* Trabalho pedido:
A – No texto sobre a governanta Maria de Jesus, quantas vezes tinha ela de carregar no botão para chamar Rosália?
B – Prossiga o texto sobre a governanta Maria de Jesus a partir da última frase apresentada.

* Excerto do texto:
=====

III
A ditadura doméstica
Maria de Jesus tocava a campainha que tinha ao pé da cama às sete da
manhã.
As criadas, que dormiam nas águas-furtadas, num espaço amplo de
camaratas, «limpinho», faziam cera aos primeiros toques de alvorada dados
pela impaciente governanta. «Tapávamos a cabeça e não nos levantávamos
quando ela queria.»
Só quando a pressentiam, furiosa e ignorada, a subir no elevador é que
desatavam a correr cada uma para o seu canto, como baratas em fuga. «De
manhã, ela parecia o diabo, com aqueles cabelos no ar...»
Cada empregada tinha um toque atribuído.
Se a governanta quisesse chamar por Rosália deveria carregar sete vezes no
botão. O mesmo sucedia com a corneta, quando Maria mandava chamar a
criadagem que andava no parque, entre tanques, barrelas e roupa posta a corar.
«Olha, lá está ela a chamar por ti», atiravam umas às outras, provocadoras,
contando as «cornetadas» vindas da janela da copa e tentando adivinhar a quem
calhara tal «sorte».

=====

* Dados registados:
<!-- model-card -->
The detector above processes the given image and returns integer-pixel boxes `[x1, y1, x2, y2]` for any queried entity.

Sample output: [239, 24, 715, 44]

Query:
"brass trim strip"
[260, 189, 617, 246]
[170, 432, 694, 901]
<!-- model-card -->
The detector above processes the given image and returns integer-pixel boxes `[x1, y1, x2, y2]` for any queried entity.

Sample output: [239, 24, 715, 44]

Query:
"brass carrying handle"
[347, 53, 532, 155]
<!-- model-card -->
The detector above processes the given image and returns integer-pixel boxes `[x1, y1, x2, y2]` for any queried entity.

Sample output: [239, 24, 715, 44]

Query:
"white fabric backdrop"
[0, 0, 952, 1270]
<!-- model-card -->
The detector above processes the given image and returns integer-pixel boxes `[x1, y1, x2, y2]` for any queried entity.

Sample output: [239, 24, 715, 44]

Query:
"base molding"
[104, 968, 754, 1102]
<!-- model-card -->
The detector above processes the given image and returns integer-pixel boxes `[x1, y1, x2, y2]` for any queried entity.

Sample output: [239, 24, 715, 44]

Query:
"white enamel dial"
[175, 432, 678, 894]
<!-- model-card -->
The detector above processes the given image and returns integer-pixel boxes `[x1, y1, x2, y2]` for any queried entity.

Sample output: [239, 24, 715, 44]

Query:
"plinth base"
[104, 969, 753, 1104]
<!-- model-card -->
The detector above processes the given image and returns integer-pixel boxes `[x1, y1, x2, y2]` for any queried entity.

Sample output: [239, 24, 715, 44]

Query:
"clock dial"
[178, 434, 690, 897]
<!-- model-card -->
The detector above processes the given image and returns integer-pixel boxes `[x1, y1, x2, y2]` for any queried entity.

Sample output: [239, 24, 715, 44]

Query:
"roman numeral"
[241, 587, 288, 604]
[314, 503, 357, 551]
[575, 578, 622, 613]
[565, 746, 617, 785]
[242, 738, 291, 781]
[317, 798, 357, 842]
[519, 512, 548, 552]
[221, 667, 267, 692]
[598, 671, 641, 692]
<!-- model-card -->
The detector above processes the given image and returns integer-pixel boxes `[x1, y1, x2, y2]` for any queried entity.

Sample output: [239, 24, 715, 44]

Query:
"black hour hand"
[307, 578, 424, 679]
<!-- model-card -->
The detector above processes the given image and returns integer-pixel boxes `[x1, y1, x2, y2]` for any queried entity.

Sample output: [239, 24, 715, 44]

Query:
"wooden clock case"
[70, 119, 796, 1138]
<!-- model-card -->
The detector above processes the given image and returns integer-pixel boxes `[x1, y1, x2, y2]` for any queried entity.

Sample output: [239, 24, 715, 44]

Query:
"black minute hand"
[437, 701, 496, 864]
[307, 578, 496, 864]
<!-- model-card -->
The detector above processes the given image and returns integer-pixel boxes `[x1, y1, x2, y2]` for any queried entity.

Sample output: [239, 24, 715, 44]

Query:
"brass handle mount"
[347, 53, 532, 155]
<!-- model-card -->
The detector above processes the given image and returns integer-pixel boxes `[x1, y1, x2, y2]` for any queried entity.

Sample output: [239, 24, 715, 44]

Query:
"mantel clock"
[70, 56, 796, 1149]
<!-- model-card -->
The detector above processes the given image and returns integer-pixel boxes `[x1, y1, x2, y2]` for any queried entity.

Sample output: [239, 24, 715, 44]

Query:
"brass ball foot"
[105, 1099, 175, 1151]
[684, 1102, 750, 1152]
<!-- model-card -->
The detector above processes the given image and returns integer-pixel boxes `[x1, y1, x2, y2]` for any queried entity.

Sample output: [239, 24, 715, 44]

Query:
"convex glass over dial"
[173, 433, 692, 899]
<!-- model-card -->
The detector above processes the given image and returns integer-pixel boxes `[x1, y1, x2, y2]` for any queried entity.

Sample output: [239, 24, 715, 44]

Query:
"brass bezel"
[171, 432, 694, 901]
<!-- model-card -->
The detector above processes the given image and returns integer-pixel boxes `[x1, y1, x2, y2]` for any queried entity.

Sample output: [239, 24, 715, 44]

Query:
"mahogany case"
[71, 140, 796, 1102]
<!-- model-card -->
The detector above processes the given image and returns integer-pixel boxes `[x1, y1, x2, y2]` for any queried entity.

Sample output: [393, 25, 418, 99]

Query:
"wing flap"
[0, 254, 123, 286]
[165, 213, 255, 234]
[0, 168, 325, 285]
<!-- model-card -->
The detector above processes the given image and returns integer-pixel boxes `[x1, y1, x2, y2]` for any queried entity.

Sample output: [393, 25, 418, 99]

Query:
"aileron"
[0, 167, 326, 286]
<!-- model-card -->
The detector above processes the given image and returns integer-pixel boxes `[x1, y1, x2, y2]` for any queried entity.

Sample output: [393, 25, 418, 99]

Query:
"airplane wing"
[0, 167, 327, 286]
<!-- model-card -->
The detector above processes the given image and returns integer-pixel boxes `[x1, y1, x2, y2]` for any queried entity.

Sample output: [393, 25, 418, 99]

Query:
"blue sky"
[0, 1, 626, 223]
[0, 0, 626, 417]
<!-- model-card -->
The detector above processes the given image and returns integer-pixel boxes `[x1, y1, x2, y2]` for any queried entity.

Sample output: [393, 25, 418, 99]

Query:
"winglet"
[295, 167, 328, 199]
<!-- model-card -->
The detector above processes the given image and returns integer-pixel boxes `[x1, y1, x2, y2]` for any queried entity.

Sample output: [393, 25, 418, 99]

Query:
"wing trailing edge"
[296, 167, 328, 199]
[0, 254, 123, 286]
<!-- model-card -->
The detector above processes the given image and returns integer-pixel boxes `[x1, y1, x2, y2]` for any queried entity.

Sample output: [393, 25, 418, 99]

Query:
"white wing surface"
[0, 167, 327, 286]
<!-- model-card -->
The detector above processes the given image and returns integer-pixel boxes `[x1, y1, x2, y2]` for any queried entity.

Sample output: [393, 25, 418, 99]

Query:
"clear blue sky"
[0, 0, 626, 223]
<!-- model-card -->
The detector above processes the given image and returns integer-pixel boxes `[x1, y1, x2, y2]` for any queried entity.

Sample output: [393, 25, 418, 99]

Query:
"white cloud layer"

=====

* Respostas aos exercícios:
A – Sete vezes.

B –
A cozinheira da casa era a primeira a levantar-se.
As outras desciam depois, para o leite com cevada e o pão com manteiga,
que já esperavam na mesa grande de mármore, com duas gavetas, à volta da
qual se sentavam todas.
Dali a nada, descia «o senhor doutor».
Por vezes, tomava o pequeno-almoço – café com leite ou chá com torradas –
num pequeno sofá junto ao largo vão de escada que dava para o corredor. Se
nesse período da manhã calhava alguém ligar para São Bento, não era surpresa
ele atender, como qualquer serviçal.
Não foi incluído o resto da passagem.